== Texte à examiner

Fidèle au sujet de son doctorat, M. De Rossi a également réalisé de nombreux projets dans le domaine médical.
Modèle de cœur imprimé en 3D pour la préparation d'une opération, avec supports (en haut à gauche) et sans supports (en haut à droite). Modèle numérique 3D d'une scapula fracturée (en bas à gauche) et modèle imprimé en 3D en cours de post-polymérisation dans une Form Cure (en bas à droite).
« Mes tâches les plus délicates et les plus difficiles concernent les modèles de cardiologie pédiatrique. C'est un travail extrêmement complexe. Nous devons modéliser en 3D des cœurs minuscules pour aider les chirurgiens à vraiment les comprendre et à les visualiser. Certains utilisent des imprimantes 3D à projection de liant qui coûtent un quart de million de dollars. Mais nous utilisons les imprimantes 3D Formlabs, et les chirurgiens avec qui nous collaborons sont plus que satisfaits. C'est tout simplement incroyable », a déclaré M. De Rossi.
Vue traditionnelle d'un scan CT (à gauche) et d'un modèle de cavités cardiaques imprimé en 3D pour la planification d'une opération cardiaque pédiatrique (à droite).
M. De Rossi considère que le large choix de matériaux est l'un des principaux avantages de l'impression 3D SLA.
« Puisque vous pouvez imprimer presque toutes les formes, tout ce dont vous avez besoin, c'est de matériaux différents. C'est un gros avantage d'avoir une machine capable d'utiliser autant de matériaux différents. Surtout si vous ne savez pas sur quoi vous devrez travailler le lendemain matin. Ce sera peut-être un artiste qui voudra mouler une pièce, ou un ingénieur qui aura besoin d'une coque solide et résistante. Si vous disposez d'une machine capable d'utiliser d'autres matériaux, même ceux que vous n'utilisez pas pour le moment, c'est une garantie de la pérennité de votre investissement », a déclaré M. De Rossi.
C'est un gros avantage d'avoir une machine capable d'utiliser autant de matériaux différents.
Marco De Rossi
Intégrer la fabrication numérique dans le programme d'études
Après avoir obtenu son doctorat, M. De Rossi espère devenir professeur à l'université, créer son propre groupe de recherche et faire en sorte que de nouveaux doctorants poursuivent le travail qu'il a mené en laboratoire.
« Il vous faut quelqu'un de passionné qui veut vraiment apprendre. Je pense que ce rôle est fondamental dans un laboratoire d'impression 3D. Vous devez impérativement trouver quelqu'un qui s'impliquera pendant quelques années et qui transmettra ensuite son savoir à la génération suivante », a déclaré M. De Rossi.

====
== Informations fournies

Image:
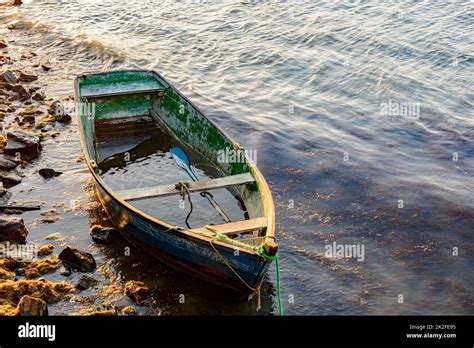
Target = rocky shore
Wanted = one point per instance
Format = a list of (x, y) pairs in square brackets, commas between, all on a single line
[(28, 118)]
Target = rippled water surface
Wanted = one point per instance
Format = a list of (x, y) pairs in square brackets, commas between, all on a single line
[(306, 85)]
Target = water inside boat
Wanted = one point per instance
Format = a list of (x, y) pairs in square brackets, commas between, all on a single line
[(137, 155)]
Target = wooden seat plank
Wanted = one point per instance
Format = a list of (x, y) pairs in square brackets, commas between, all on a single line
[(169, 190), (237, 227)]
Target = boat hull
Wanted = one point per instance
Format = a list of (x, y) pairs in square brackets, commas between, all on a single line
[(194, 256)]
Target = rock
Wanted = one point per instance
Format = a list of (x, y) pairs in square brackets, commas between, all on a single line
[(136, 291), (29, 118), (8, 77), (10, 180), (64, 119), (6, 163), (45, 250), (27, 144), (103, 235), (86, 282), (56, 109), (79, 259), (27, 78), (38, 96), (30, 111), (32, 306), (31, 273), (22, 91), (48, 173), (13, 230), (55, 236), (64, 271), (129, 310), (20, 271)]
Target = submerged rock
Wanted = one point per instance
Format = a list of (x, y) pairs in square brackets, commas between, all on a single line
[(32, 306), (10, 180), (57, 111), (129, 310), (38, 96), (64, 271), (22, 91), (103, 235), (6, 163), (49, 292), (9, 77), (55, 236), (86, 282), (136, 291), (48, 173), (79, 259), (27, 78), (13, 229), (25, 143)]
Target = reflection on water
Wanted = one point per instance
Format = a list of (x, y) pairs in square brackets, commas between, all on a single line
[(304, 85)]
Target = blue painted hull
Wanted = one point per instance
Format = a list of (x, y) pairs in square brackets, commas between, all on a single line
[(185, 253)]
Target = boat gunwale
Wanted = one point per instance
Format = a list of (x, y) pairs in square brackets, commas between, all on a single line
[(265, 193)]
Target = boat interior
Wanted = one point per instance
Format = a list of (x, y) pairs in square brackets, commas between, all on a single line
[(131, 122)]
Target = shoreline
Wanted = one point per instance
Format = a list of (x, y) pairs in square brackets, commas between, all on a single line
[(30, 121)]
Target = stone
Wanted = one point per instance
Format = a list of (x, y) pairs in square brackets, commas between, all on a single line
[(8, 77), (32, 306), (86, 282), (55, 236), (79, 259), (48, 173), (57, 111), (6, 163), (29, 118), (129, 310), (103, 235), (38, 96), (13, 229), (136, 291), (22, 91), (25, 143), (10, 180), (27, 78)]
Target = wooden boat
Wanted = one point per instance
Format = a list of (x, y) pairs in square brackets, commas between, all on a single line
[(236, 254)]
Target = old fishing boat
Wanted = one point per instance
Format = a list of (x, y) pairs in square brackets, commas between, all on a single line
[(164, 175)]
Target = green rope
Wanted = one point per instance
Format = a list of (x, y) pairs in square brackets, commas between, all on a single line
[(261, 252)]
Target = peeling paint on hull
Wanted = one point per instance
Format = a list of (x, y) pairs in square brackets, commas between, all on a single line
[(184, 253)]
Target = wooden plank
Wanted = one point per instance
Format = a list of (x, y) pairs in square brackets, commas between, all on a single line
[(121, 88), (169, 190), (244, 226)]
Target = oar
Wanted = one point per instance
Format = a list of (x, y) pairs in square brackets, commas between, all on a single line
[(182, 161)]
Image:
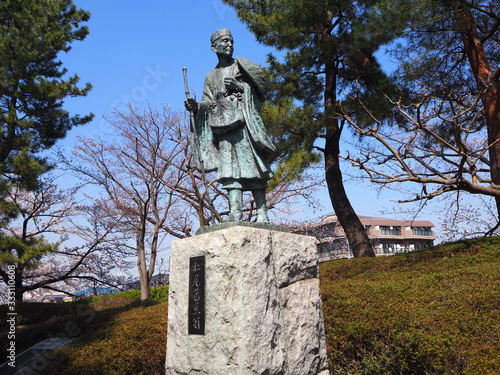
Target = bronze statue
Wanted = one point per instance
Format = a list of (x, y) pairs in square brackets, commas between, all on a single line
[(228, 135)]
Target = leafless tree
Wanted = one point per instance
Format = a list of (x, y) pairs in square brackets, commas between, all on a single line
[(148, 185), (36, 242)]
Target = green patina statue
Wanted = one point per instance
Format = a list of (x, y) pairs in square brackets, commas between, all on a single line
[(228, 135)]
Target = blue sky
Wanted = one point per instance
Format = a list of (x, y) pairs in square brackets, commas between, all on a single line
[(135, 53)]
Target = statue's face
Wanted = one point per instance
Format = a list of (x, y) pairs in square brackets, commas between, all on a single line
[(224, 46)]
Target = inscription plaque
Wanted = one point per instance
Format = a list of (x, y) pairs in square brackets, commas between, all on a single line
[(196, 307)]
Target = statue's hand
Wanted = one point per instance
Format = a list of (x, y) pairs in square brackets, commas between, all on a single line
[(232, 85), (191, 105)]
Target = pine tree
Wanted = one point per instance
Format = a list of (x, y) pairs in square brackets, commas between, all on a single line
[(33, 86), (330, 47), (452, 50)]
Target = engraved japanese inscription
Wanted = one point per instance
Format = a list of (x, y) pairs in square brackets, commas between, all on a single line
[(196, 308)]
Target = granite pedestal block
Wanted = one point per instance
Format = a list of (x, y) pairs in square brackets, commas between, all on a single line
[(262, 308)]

====

Objectif de la tâche.
Traduisez en anglais cette phrase du texte sur l'impression 3D : « M. De Rossi considère que le large choix de matériaux est l'un des principaux avantages de l'impression 3D SLA. »

Réponse attendue.
Mr. De Rossi considers the wide choice of materials to be one of the main advantages of SLA 3D printing.